Records from a data collection
★ ★ ★

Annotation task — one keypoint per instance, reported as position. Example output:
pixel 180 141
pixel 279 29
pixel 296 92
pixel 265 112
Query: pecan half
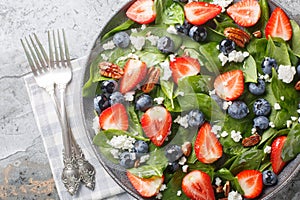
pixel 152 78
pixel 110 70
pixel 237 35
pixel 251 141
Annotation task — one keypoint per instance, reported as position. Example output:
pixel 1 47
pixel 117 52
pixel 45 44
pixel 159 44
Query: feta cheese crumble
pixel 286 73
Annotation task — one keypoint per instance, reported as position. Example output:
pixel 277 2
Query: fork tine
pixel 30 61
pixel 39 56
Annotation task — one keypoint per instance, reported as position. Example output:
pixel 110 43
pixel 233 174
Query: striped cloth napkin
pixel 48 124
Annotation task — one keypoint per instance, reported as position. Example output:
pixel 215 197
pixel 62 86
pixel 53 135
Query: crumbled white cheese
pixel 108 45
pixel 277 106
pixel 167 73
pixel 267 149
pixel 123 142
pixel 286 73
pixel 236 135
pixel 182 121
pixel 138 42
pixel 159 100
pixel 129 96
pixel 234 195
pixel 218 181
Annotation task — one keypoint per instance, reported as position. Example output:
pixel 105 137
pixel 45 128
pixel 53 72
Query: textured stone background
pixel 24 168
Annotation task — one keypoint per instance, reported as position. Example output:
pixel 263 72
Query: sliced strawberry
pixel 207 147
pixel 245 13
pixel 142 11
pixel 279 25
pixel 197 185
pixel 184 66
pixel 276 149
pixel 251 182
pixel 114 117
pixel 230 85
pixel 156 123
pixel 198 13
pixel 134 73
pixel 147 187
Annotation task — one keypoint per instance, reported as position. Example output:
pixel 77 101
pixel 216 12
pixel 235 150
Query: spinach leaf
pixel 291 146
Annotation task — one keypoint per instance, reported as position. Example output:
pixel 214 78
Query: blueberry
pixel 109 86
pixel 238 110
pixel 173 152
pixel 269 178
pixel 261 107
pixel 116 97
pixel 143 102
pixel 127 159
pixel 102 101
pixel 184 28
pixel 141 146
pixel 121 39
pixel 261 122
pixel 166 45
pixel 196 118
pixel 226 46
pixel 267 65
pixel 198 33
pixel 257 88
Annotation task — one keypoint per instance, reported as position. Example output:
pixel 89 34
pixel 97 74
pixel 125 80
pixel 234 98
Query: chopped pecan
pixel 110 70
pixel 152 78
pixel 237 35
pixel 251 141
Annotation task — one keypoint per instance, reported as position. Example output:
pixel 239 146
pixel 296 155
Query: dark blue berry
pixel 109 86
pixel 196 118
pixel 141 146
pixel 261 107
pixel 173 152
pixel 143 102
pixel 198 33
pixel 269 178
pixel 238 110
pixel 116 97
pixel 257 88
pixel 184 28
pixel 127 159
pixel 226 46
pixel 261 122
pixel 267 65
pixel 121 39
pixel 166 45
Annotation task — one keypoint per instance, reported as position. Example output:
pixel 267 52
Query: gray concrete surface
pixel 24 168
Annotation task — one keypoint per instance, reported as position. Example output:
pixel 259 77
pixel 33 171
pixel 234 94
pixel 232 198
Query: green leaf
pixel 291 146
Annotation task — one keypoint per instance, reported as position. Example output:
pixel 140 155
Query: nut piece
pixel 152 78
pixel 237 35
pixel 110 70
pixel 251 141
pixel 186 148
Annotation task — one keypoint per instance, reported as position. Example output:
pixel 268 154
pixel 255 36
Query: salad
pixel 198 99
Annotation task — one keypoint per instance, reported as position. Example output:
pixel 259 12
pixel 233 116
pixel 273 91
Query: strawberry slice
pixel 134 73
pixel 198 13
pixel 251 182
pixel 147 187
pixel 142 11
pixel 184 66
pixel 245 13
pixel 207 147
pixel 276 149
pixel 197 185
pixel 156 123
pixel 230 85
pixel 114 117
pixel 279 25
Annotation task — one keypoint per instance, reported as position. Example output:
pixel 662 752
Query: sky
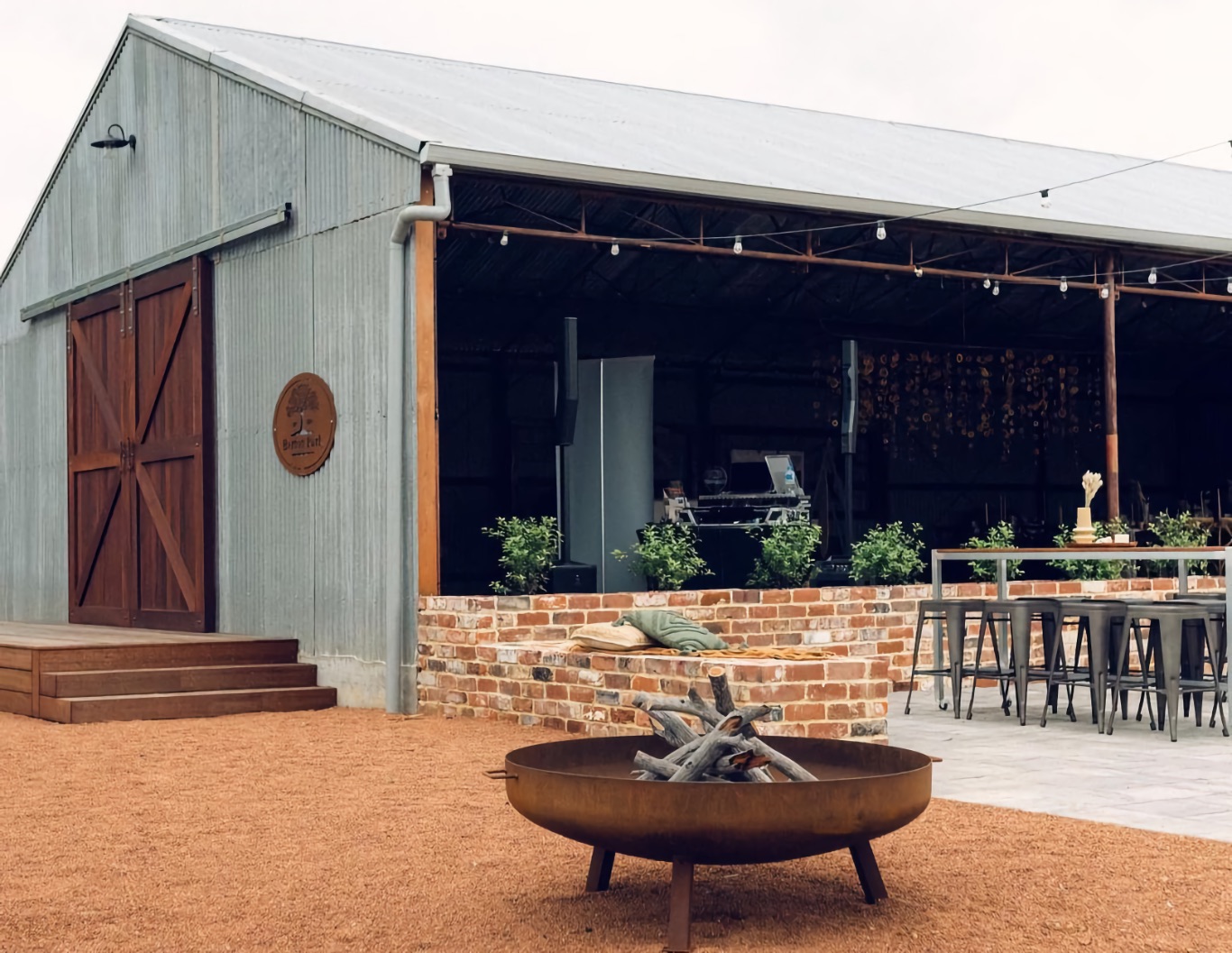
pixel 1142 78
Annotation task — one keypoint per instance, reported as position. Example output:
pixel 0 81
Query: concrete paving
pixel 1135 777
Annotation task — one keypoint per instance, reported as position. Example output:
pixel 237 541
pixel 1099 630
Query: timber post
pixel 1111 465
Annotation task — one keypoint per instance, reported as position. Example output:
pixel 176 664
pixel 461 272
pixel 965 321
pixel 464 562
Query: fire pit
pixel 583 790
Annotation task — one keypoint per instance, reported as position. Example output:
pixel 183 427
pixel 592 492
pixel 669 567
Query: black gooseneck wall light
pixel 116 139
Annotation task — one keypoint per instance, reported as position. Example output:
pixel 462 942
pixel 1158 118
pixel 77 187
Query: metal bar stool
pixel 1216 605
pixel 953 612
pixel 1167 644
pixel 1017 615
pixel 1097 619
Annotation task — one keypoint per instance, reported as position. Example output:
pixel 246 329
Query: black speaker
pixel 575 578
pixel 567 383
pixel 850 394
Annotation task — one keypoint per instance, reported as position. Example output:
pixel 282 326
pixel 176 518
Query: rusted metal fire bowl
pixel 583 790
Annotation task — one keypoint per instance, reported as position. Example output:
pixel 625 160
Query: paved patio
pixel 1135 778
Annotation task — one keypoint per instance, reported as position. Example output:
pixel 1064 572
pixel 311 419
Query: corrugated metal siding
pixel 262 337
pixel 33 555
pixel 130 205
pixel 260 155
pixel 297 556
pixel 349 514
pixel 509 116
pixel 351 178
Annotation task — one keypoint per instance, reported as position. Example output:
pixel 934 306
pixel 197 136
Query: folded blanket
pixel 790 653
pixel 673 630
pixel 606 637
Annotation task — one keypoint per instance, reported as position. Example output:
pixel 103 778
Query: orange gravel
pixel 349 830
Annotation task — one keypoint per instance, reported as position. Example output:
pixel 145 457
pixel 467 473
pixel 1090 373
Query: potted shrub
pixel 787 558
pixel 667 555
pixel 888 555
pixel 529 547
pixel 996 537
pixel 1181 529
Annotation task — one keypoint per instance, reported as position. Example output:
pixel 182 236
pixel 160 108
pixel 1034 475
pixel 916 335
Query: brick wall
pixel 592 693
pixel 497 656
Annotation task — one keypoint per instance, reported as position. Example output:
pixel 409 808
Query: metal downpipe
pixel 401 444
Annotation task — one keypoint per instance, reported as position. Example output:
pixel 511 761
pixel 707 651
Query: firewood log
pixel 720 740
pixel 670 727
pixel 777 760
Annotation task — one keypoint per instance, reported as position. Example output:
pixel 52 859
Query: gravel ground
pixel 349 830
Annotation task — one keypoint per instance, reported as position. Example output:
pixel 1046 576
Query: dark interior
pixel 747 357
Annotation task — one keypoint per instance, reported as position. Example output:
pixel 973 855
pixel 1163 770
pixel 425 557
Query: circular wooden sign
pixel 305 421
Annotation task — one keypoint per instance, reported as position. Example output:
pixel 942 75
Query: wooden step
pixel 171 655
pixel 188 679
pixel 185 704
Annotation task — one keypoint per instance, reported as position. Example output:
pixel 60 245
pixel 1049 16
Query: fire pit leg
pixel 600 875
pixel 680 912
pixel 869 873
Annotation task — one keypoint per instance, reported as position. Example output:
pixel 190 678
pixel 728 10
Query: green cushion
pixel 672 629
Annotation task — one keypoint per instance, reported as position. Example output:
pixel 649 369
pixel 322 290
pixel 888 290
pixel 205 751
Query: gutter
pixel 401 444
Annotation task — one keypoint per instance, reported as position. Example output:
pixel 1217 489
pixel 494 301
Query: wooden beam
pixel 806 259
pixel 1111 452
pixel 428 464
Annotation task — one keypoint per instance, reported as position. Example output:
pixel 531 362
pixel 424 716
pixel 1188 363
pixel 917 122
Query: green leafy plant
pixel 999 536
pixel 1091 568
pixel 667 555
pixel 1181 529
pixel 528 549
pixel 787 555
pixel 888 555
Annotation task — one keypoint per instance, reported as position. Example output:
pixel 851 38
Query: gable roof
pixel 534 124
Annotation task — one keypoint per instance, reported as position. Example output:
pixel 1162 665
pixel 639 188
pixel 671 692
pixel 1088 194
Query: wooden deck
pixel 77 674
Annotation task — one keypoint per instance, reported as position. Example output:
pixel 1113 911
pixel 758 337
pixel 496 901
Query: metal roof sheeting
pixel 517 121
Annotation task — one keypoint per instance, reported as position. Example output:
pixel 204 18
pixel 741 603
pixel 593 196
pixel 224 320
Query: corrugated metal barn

★ ★ ★

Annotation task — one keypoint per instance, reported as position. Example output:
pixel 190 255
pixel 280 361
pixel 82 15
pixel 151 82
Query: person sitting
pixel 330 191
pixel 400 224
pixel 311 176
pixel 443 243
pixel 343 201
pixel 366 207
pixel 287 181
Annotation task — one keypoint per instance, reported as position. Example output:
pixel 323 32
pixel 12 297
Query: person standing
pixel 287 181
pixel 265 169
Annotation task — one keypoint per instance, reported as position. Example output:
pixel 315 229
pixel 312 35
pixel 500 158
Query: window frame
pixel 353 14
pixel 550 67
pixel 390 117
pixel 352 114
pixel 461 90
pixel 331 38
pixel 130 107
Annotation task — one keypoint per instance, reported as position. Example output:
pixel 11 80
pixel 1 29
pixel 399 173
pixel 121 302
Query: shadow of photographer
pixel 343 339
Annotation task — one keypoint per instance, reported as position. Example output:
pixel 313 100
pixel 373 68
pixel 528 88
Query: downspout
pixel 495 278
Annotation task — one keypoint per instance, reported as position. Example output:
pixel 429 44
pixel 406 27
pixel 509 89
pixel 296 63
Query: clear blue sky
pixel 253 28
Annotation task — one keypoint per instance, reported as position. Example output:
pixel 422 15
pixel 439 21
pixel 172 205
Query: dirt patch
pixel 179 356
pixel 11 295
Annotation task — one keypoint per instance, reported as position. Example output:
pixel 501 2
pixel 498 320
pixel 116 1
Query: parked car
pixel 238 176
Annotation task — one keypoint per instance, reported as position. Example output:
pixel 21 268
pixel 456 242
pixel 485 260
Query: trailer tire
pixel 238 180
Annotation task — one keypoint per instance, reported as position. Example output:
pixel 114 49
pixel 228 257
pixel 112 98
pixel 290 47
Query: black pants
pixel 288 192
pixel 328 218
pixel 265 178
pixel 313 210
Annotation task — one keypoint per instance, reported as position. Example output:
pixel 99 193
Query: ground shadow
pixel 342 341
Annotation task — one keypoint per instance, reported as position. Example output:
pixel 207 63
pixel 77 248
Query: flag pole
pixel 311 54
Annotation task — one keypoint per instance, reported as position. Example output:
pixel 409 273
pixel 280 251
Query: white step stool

★ ★ ★

Pick out each line of the records that contains the word "metal", and copy those lines.

**FULL RESPONSE:**
Query: metal bar stool
Query: rusted metal fire bowl
Query: corrugated metal siding
Query: metal downpipe
Query: metal roof sheeting
Query: corrugated metal barn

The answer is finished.